_REQUIRED TASK A_
Show every line in the records below that includes the string "path".

_EXCERPTED PASSAGE_
>> Begin

All such Units shall, upon their cancellation, become authorized but unissued
Units of Preferred Stock and may be reissued as part of a new series of
Preferred Stock to be created by resolution or resolutions of the Board of
Directors, subject to the conditions and restrictions on issuance set forth
herein.

                  Section 6. Liquidation, Dissolution or Winding Up. (A) Upon
any voluntary or involuntary liquidation, dissolution or winding up of the
Corporation, no distribution shall be made (i) to the holders of shares of
junior stock unless the holders of Units of Series A Preferred Stock shall have
received, subject to adjustment as hereinafter provided in paragraph (B), the
greater of either (a) $.01 per Unit plus an amount equal to accrued and unpaid
dividends and distributions thereon, whether or not earned or declared, to the
date of such payment, or (b) the amount equal to the aggregate per share amount
to be distributed to holders of shares of Common Stock, or (ii) to the holders
of shares of parity stock, unless simultaneously therewith distributions are
made ratably on Units of Series A Preferred Stock and all other shares of such
parity stock in proportion to the total amounts to which the holders of Units of
Series A Preferred Stock are entitled under clause (i)(a) of this sentence and
to which the holders of shares of such parity stock are entitled, in each case
upon such liquidation, dissolution or winding up.

                  (B) In the event the Corporation shall at any time after the
Rights Declaration Date (i) declare any dividend on outstanding shares of Common
Stock payable in shares of Common Stock, (ii) subdivide outstanding shares of
Common Stock, or (iii) combine outstanding shares of Common Stock into a smaller
number of shares, then in each such case the aggregate amount to which holders
of Units of Series A Preferred Stock were entitled immediately prior to such
event pursuant to clause (i)(b) of paragraph (A) of this Section 6 shall be
adjusted by multiplying such amount by a fraction the numerator of which shall
be the number of shares of Common Stock that are outstanding immediately after
such event and the denominator of which shall be the number of shares of Common
Stock that were outstanding immediately prior to such event.

>> End

_GIVEN DATA_
>> Begin

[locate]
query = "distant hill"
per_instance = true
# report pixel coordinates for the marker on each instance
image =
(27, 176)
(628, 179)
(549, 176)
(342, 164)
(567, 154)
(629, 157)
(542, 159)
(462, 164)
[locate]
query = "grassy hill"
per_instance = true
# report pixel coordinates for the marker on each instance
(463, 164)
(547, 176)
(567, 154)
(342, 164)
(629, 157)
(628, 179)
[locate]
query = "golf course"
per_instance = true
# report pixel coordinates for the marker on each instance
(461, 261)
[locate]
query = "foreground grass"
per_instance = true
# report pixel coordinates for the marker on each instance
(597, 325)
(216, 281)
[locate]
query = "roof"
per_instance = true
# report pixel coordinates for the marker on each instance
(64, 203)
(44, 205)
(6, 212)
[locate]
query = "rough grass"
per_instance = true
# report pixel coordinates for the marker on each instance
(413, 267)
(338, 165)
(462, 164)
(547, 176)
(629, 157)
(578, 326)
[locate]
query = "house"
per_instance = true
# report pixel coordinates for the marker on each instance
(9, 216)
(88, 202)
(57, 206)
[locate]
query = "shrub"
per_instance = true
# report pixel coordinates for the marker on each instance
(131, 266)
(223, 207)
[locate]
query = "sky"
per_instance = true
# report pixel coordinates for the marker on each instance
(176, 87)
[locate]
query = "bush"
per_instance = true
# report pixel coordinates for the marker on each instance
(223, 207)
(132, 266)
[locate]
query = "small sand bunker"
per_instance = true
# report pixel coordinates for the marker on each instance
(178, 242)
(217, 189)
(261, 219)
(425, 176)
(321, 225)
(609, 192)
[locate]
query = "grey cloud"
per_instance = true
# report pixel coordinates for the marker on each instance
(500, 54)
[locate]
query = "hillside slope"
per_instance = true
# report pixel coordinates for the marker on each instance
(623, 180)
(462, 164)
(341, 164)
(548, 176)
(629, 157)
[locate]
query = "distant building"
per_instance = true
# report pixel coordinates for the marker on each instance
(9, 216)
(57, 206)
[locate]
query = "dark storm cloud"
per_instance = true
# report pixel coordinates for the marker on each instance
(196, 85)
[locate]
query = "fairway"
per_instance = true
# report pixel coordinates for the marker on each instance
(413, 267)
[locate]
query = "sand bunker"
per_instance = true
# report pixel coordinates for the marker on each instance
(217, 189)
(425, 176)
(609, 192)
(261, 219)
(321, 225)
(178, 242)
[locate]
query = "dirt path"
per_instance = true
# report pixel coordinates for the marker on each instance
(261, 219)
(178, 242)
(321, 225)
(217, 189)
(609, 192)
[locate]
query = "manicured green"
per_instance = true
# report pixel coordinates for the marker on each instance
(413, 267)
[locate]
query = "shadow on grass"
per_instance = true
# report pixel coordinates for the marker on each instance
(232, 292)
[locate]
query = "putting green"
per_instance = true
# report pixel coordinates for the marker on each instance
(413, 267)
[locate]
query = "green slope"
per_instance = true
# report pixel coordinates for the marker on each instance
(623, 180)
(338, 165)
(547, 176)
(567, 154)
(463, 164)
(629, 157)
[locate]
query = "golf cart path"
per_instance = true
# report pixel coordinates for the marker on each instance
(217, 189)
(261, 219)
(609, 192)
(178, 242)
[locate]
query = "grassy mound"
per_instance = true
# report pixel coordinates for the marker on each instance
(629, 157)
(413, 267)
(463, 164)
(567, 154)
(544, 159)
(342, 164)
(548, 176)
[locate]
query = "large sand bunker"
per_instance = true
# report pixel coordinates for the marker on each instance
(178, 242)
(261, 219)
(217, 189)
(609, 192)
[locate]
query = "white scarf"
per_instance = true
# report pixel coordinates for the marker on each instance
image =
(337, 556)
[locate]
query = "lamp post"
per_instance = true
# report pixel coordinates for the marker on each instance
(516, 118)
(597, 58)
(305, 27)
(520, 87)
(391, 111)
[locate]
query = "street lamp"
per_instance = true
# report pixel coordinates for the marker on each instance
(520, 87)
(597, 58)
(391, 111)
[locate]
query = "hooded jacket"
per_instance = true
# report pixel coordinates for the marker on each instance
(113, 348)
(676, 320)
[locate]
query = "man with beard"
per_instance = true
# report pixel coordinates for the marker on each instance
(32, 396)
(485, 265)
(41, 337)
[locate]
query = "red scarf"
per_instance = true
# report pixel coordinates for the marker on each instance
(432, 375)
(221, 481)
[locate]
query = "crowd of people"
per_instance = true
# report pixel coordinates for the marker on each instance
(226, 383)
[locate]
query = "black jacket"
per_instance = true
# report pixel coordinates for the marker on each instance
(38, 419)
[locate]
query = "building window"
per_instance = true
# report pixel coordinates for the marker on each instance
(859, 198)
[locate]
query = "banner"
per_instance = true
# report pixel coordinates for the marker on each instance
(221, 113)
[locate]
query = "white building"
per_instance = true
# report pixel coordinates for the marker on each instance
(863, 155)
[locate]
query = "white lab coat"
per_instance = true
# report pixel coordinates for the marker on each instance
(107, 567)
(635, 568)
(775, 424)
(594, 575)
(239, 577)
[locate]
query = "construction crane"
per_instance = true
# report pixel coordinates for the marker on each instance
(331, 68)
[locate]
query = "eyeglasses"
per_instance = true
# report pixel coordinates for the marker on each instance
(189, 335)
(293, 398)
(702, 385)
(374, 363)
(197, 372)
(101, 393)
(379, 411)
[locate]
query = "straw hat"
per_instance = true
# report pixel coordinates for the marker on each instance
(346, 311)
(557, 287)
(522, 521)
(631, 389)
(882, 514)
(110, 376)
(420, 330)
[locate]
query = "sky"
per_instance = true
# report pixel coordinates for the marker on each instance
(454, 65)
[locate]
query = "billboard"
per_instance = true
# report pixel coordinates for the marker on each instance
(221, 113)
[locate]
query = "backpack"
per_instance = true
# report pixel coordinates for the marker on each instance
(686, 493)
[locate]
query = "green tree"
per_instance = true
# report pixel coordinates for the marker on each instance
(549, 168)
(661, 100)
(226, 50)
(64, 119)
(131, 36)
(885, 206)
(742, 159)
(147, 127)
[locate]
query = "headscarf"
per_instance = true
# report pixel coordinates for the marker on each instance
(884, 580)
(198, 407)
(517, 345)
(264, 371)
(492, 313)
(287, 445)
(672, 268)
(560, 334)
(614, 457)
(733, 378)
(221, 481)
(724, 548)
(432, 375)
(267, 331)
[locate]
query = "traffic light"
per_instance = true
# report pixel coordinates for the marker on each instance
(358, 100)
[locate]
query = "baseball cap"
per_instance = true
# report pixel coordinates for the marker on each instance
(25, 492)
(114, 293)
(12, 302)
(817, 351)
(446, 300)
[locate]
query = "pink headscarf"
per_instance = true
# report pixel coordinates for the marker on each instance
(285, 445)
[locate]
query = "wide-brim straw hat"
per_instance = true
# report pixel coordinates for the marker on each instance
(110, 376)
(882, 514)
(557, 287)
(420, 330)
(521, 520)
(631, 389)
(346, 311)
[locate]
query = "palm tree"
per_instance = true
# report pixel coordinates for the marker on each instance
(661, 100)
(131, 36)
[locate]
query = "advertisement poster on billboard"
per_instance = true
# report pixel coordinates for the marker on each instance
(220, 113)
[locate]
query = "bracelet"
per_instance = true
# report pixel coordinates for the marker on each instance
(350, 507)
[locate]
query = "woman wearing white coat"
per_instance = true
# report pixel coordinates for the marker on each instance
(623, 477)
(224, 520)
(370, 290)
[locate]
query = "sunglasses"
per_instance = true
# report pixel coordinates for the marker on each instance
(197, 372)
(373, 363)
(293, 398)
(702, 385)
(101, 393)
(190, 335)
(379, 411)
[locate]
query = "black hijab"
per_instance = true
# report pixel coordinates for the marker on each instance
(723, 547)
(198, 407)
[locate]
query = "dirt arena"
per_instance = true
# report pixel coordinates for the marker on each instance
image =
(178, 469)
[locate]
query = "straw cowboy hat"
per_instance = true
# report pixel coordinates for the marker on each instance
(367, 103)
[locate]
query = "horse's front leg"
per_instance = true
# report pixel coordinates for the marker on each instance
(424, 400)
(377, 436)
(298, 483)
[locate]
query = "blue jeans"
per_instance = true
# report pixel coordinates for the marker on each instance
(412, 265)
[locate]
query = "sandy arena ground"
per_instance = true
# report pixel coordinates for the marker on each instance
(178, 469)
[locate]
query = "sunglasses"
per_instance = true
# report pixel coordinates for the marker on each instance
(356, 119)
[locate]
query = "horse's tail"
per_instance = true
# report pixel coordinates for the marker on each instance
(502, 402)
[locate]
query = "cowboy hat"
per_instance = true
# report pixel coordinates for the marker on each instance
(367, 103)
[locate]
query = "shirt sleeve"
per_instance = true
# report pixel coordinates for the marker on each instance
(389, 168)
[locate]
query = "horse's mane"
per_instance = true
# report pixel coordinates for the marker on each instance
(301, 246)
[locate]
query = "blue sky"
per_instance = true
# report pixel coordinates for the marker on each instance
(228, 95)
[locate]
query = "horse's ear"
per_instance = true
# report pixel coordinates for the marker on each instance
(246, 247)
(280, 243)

>> End

_REQUIRED TASK B_
Please restate everything from "(B) In the event" down to "to such event." in the liquidation provision above, swapping "Corporation" for "Company".

_COMPLETE RESPONSE A_
query = "dirt path"
query = "golf cart path"

_COMPLETE RESPONSE B_
(B) In the event the Company shall at any time after the
Rights Declaration Date (i) declare any dividend on outstanding shares of Common
Stock payable in shares of Common Stock, (ii) subdivide outstanding shares of
Common Stock, or (iii) combine outstanding shares of Common Stock into a smaller
number of shares, then in each such case the aggregate amount to which holders
of Units of Series A Preferred Stock were entitled immediately prior to such
event pursuant to clause (i)(b) of paragraph (A) of this Section 6 shall be
adjusted by multiplying such amount by a fraction the numerator of which shall
be the number of shares of Common Stock that are outstanding immediately after
such event and the denominator of which shall be the number of shares of Common
Stock that were outstanding immediately prior to such event.